**INPUT DATA**
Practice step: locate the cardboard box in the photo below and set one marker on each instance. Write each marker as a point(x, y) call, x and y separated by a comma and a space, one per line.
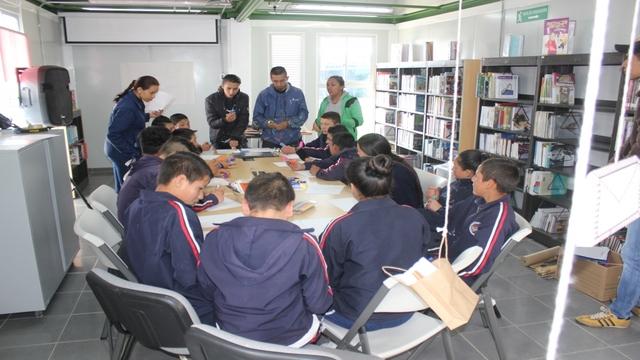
point(589, 277)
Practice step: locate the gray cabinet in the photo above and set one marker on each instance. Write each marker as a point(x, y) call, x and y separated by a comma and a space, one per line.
point(36, 220)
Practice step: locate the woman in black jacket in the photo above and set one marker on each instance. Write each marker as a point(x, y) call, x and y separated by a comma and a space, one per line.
point(228, 114)
point(405, 187)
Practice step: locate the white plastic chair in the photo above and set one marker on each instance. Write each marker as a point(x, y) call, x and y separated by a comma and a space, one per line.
point(392, 297)
point(105, 200)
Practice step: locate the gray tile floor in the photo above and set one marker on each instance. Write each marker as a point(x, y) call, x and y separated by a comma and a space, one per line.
point(70, 328)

**WORK ITEM**
Once you find the line containing "Practice step: locate the white", copy it and every line after it through the end of the records, exactly and nothing else.

**ANSWER SECTION**
Practice step: locate the white plastic chair in the photo above and set one marker on each instance. Write each marker as a point(x, y) call, x and y separated by a comma and a space, one per line.
point(392, 297)
point(105, 200)
Practice step: locate the gray tile floor in the photo above and set one marker on each instance. Write each marker as a point(x, y) call, x and y separated by a comma and a space, one per line.
point(70, 328)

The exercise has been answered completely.